- _Short task_
Without the images, print all the entries below exactly as given.

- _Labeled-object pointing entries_
---------------

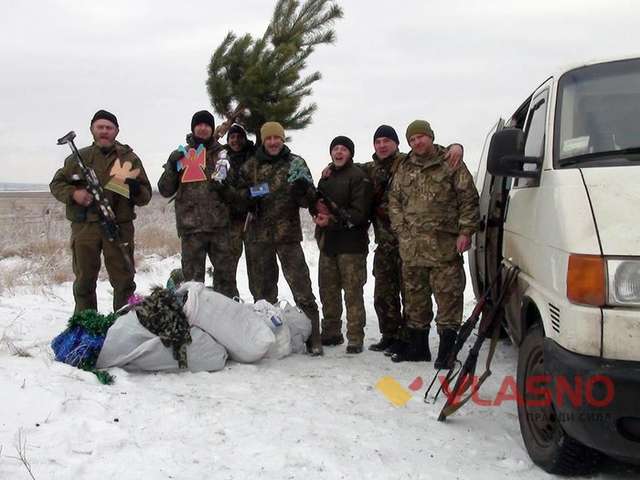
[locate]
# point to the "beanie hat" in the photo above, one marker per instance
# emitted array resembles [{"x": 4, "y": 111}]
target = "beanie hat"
[
  {"x": 387, "y": 132},
  {"x": 271, "y": 129},
  {"x": 419, "y": 126},
  {"x": 345, "y": 142},
  {"x": 104, "y": 115},
  {"x": 235, "y": 128},
  {"x": 203, "y": 116}
]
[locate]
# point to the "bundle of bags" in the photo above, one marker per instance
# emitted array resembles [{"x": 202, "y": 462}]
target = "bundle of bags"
[{"x": 216, "y": 328}]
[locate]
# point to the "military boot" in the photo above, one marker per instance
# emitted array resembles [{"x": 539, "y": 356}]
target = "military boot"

---------------

- _Output_
[locate]
# point to the "beanie hat" in the photo above, one marker per instance
# emitted array resembles [{"x": 4, "y": 111}]
target = "beanie hat"
[
  {"x": 387, "y": 132},
  {"x": 271, "y": 129},
  {"x": 419, "y": 126},
  {"x": 345, "y": 142},
  {"x": 104, "y": 115},
  {"x": 235, "y": 128},
  {"x": 203, "y": 116}
]
[locate]
# point to the "bundle of bags" in the photo above, one marker per instance
# emitted array resembles [{"x": 202, "y": 462}]
target = "bundle of bags"
[{"x": 216, "y": 328}]
[locate]
# point to the "military boot" in the photo above, one marker per instance
# emitted array resembles [{"x": 539, "y": 356}]
target = "military boot"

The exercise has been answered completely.